Desde la cárcel de “Las Tres Torres”, en Barquisimeto, el general Eustoquio Gómez —presidente del estado Lara y ejecutor feroz del régimen— ordenó trasladar a los insurgentes al Castillo Libertador. No sería un traslado; sería un escarmiento.

Los prisioneros fueron conducidos en vagones adaptados del Ferrocarril Bolívar hasta Tucacas. Desde el pequeño puerto falconiano fueron subidos, encadenados entre sí como una cadena humana, al buque de la Marina de Guerra “José Félix Ribas”. Arrinconados en la cubierta, expuestos al sol y al salitre, soportaron el viaje sobre pasillos atestados mientras el mar embravecido golpeaba el casco.

Tras cuatro horas de navegación, el barco atracó en el canal de Puerto Cabello. En el muelle de La Planchita se duplicó la guardia. La fila de prisioneros políticos, todos exhaustos, arrastrando sus alpargatas rotas por una vía interminable hasta las tenebrosas bóvedas del castillo del puerto.

Lozada, ya debilitado por las jornadas de campaña y la falta de alimento, comenzó a experimentar un deterioro acelerado.
########################################
Instrucciones:
- A) Responde según el relato del traslado de los prisioneros:
(i) ¿Desde qué cárcel ordenó Eustoquio Gómez el traslado?
(ii) ¿Cómo se llamaba el buque de la Marina de Guerra?
(iii) ¿En qué muelle se duplicó la guardia?
- B) Retoma el relato del traslado de los prisioneros al Castillo Libertador y continúalo a partir de su última frase.

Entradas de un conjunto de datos
########################################
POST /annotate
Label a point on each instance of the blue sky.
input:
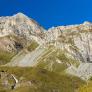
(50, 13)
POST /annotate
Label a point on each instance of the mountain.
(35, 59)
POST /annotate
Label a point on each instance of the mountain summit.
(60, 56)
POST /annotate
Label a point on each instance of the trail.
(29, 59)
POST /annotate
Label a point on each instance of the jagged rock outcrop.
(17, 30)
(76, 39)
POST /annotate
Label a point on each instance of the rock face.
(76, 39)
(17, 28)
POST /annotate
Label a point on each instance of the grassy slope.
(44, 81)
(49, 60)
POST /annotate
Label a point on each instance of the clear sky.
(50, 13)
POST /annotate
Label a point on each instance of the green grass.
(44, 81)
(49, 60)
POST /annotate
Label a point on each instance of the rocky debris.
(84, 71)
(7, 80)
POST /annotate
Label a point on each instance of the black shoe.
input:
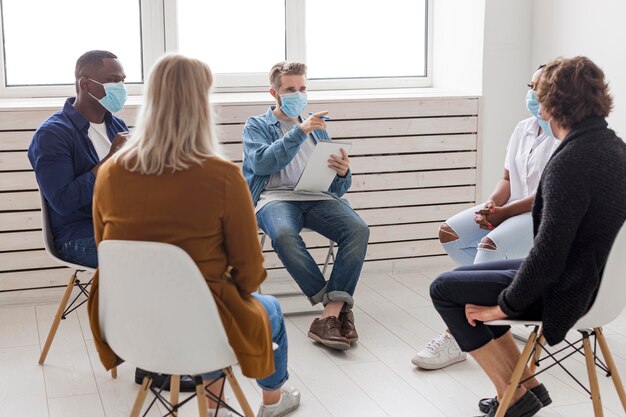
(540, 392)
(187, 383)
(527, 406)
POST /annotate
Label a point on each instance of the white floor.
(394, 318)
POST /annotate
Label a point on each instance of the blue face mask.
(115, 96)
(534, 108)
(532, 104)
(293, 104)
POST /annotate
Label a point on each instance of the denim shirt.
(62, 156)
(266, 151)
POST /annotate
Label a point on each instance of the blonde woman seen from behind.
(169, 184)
########################################
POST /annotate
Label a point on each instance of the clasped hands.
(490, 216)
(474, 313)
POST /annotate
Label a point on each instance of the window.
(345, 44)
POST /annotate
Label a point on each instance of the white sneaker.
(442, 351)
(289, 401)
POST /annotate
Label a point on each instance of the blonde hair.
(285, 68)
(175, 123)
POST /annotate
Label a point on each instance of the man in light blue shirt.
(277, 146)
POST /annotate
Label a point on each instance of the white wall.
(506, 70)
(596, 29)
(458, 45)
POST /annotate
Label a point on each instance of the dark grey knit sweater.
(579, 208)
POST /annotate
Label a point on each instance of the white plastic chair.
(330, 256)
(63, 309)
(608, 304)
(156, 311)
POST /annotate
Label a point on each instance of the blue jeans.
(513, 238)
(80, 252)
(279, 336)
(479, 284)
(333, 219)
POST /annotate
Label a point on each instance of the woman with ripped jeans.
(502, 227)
########################################
Respuestas:
- A)
(i) Desde la cárcel de "Las Tres Torres", en Barquisimeto.
(ii) "José Félix Ribas".
(iii) En el muelle de La Planchita.

- B)
Los últimos días

El recordado cronista porteño Miguel Elías Dao —testigo excepcional del horror del presidio— dejó la descripción más sobrecogedora de la agonía de Lozada. Según su pluma, Alcides no resistió el duro cautiverio en los calabozos del Rastrillo. Hablaba de él como “un hombre de extraordinaria sensibilidad” cuya fragilidad física, sumada a la brutalidad de los carceleros, terminó por convertirlo “en un guiñapo humano”.

Una noche de 1931, a la hora en que se cerraban las rejas, sintió la presencia de la muerte. Sus compañeros pidieron a gritos que se le quitaran los grillos, pero nadie respondió. Arriba, sobre las murallas, un centinela con un viejo máuser miraba el horizonte, indiferente.

Al amanecer, cuando la corneta anunció la diana, lo encontraron sin vida sobre una cobija. El cadáver fue liberado de sus hierros a mandarriazos y cincel. Alcides Lozada había emprendido su viaje final a la eternidad.

El régimen no permitió duelo, ni registro, ni entierro. Temiendo la propagación de la tifoidea, su cuerpo fue arrojado al Mar Caribe. Nunca hubo tumba. Nunca hubo acta. Solo memoria.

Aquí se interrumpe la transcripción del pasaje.